• _Quoted passage_:
┄┄┄┄┄┄┄┄┄┄┄┄┄┄┄┄┄┄┄┄

BK channels can be used as pharmacological targets for the treatment of several medical disorders including stroke and overactive bladder. There have been attempts to develop synthetic molecules targeting BK channels, however their efforts have proven largely ineffective thus far. For instance, BMS-204352, a molecule developed by Bristol-Myers Squibb, failed to improve clinical outcome in stroke patients compared to placebo. However, there have been some success from the agonist to BKCa channels, BMS-204352, in treating deficits observed in Fmr1 knockout mice, a model of Fragile X syndrome. BK channels also function as a blocker in ischemia and are a focus in investigating its use as a therapy for stroke.

┄┄┄┄┄┄┄┄┄┄┄┄┄┄┄┄┄┄┄┄

• _Provided information_:
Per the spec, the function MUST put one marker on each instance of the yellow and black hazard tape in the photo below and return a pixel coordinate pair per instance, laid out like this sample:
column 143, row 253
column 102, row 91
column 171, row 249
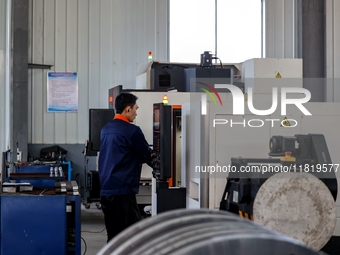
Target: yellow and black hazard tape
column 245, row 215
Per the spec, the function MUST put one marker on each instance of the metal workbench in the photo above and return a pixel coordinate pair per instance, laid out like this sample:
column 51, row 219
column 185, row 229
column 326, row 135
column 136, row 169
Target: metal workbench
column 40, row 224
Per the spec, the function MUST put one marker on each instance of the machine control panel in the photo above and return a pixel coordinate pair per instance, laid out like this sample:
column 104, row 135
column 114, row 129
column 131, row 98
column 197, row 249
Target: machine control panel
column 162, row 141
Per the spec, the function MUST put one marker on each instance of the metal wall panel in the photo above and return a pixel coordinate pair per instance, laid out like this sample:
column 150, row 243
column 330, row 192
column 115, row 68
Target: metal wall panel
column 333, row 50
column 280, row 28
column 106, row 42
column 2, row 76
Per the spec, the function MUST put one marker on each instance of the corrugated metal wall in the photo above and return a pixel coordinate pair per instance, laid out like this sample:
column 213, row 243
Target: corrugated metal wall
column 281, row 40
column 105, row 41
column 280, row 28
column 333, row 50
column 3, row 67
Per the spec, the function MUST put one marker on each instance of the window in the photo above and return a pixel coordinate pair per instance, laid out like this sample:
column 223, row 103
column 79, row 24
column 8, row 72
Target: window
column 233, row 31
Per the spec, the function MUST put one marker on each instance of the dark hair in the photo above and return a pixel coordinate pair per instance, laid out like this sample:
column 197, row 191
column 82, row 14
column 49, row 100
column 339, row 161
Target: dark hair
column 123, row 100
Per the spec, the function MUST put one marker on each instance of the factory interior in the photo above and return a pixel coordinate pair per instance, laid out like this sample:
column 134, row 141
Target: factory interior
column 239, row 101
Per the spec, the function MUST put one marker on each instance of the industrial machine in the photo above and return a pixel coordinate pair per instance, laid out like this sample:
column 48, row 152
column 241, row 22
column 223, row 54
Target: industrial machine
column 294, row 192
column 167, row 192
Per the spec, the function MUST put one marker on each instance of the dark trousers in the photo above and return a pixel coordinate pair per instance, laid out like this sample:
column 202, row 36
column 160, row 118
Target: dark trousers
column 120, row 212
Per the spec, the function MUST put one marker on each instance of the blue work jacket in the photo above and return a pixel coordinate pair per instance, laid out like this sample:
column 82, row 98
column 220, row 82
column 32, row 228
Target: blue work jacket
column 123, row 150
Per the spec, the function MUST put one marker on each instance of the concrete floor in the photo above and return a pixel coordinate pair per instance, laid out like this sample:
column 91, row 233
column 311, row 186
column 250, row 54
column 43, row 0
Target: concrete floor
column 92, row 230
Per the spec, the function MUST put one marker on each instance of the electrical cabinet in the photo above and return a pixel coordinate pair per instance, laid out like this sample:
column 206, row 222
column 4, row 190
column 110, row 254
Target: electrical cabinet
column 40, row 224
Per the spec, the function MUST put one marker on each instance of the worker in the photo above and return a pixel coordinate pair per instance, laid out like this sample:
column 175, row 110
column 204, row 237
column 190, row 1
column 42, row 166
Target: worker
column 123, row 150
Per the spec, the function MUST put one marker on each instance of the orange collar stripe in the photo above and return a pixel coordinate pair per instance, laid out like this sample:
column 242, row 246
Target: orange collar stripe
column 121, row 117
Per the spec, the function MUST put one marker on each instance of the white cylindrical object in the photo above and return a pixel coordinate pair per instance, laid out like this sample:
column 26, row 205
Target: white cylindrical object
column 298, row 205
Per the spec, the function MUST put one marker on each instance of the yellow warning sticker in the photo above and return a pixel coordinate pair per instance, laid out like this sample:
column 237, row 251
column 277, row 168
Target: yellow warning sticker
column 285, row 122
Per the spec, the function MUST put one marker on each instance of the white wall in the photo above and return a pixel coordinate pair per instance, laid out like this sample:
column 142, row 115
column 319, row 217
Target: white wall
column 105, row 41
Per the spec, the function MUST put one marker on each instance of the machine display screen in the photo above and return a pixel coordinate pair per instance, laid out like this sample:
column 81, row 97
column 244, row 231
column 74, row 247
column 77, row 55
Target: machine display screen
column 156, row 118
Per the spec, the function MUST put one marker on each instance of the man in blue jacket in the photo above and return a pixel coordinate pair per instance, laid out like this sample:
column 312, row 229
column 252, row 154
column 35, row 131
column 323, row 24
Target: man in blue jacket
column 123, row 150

┄┄┄┄┄┄┄┄┄┄┄┄┄┄┄┄┄┄┄┄

• _Task instructions_:
- A) In the passage on BK channels, which company developed the molecule BMS-204352?
- B) Continue the passage on BK channels, starting right after its final sentence.

• _Answers for the exercise_:
- A) Bristol-Myers Squibb

- B)
There are many applications for therapeutic strategies involving BK channels. There has been research displaying that a blockage of BK channels results in an increase in neurotransmitter release, effectively indicating future therapeutic possibilities in cognition enhancement, improved memory, and relieving depression. A behavioral response to alcohol is also modulated by BK channels, therefore further understanding of this relationship can aid treatment in patients who are alcoholics. Oxidative stress on BK channels can lead to the negative impairments of lowering blood pressure through cardiovascular relaxation have on both aging and disease. Thus, the signaling system can be involved in treating hypertension and atherosclerosis through targeting of the ɑ subunit to prevent these detrimental effects. Furthermore, the known role that BK channels can play in cancer and tumors is limited. Thus, there is not a lot of current knowledge regarding specific aspects of BK channels that can influence tumors and cancers. Further study is crucial, as this could lead to immense development in treatments for those suffering from cancer and tumors. It is known that epilepsies are due to over-excitability of neurons, which BK channels have a large impact on controlling hyperexcitability. Therefore, understanding could influence the treatment of epilepsy. Overall, BK channels are a target for future pharmacological agents that can be used for benevolent treatments of disease.